Repeat the entire listing exactly.

### Dataset excerpts on object pointing:
-----
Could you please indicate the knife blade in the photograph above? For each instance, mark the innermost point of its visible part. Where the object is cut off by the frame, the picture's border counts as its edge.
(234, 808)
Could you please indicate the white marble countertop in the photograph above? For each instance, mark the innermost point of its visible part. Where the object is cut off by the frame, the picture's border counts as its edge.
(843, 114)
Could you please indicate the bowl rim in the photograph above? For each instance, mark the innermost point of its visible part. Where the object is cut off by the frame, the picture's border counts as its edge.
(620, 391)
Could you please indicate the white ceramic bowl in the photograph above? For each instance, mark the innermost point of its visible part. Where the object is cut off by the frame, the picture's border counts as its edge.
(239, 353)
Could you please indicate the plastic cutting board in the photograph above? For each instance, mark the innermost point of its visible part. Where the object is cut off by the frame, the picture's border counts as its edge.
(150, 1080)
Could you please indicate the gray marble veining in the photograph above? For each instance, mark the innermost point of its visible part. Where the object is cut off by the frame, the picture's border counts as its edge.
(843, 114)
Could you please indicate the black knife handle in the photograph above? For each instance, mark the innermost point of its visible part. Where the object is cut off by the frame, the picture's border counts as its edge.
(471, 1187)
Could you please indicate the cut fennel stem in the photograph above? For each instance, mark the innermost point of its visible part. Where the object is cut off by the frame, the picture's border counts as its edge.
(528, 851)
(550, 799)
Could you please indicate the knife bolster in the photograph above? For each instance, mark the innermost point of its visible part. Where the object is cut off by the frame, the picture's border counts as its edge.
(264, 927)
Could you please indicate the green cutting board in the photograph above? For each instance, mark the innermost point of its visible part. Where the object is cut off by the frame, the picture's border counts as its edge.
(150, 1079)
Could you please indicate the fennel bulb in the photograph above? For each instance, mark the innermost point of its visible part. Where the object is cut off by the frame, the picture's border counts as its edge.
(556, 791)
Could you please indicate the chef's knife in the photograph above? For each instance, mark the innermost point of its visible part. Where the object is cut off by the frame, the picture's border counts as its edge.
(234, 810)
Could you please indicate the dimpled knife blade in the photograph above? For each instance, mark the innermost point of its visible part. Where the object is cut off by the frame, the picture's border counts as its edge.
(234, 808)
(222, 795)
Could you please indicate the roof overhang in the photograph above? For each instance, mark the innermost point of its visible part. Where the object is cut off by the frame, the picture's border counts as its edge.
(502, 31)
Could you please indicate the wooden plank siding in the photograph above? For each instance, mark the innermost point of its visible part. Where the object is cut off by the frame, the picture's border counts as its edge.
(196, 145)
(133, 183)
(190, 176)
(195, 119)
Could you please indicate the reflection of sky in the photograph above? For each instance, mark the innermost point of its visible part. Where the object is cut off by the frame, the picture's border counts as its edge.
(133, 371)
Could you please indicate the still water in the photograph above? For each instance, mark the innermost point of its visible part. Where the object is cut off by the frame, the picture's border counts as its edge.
-----
### TASK ANSWER:
Could you please indicate the knife blade in the photograph above? For each instance, mark the innermost point of its visible part. Where the object is cut off by the frame, the picture's border counts as its edge.
(234, 808)
Could you please indicate the white marble countertop in the photograph above? For each instance, mark the innermost point of its visible part. Where the object is cut off by the frame, the picture's border counts as its edge.
(843, 114)
Could you please indicate the bowl rim in the photograph above? For each instance, mark the innermost point of its visible part. Where the object is cut off by the frame, the picture's border counts as its edge.
(620, 391)
Could you please indicate the white ceramic bowl in the photograph above? For each instance, mark the innermost point of its visible part. Where the object is cut off by the frame, the picture's border counts as its edge.
(239, 353)
Could you please indicate the plastic cutting board in the photograph above? For each instance, mark the innermost point of its visible part. Where the object is cut off by the frame, the picture's border counts as its edge.
(150, 1080)
Could you please indicate the gray marble veining in the photograph above? For each instance, mark the innermost point of its visible part. Where the object is cut off by the frame, the picture's border counts as its edge.
(843, 114)
Could you please indicate the black knife handle in the photograph above? For each instance, mark the innermost point of its visible part. Where the object is cut off by the frame, the picture's border counts as its edge.
(471, 1187)
Could you please indicate the cut fennel stem in the photograph above? For each instance, mark the innermost point of its visible part. Where the object is cut off by the frame, the picture's border counts as its edge.
(528, 851)
(550, 799)
Could you please indicate the knife bolster in the photograph above? For each instance, mark the innermost point of its visible part. Where the object is cut off by the frame, the picture's border counts as its edge.
(264, 927)
Could you please indicate the green cutting board in the photograph above? For each instance, mark the innermost point of its visible part. Where the object is cut off by the frame, the picture's border counts as its edge.
(150, 1079)
Could you please indicate the fennel bulb in the photograph above? For each instance, mark the innermost point of its visible part. Where the object is cut off by the frame, the picture's border counts as its edge.
(556, 791)
Could you please indicate the chef's knife in the photograph above? For each instance, mark the innermost point of its visible part. Where the object is cut off by the frame, the picture's border counts as its edge.
(234, 810)
Could you please indicate the dimpled knife blade in the photograph above? For each instance, mark the innermost point of its visible part. Where the object is cut off by the frame, the picture's border counts as its edge.
(234, 808)
(222, 795)
Could you please indicate the roof overhang in the photograph above? For each instance, mark the innermost point of its visible part. Where the object is cut off by the frame, the picture's border counts as its edge.
(502, 31)
Could you please indicate the wooden plank siding in the photograph above? For each instance, mark the innermost point of its visible part. Where the object is cut off by the frame, the picture's border counts as its edge.
(196, 145)
(133, 183)
(190, 176)
(195, 119)
Could you please indicate the reflection of sky in the photograph above? For each instance, mark the innermost point of its visible part. Where the object is cut off by the frame, the picture's border counts as its edge.
(133, 371)
Could you please indicate the still water in the photograph above? For each instance, mark the innermost point of its visible part. Where the object is cut off by the frame, the picture's border counts as its edge.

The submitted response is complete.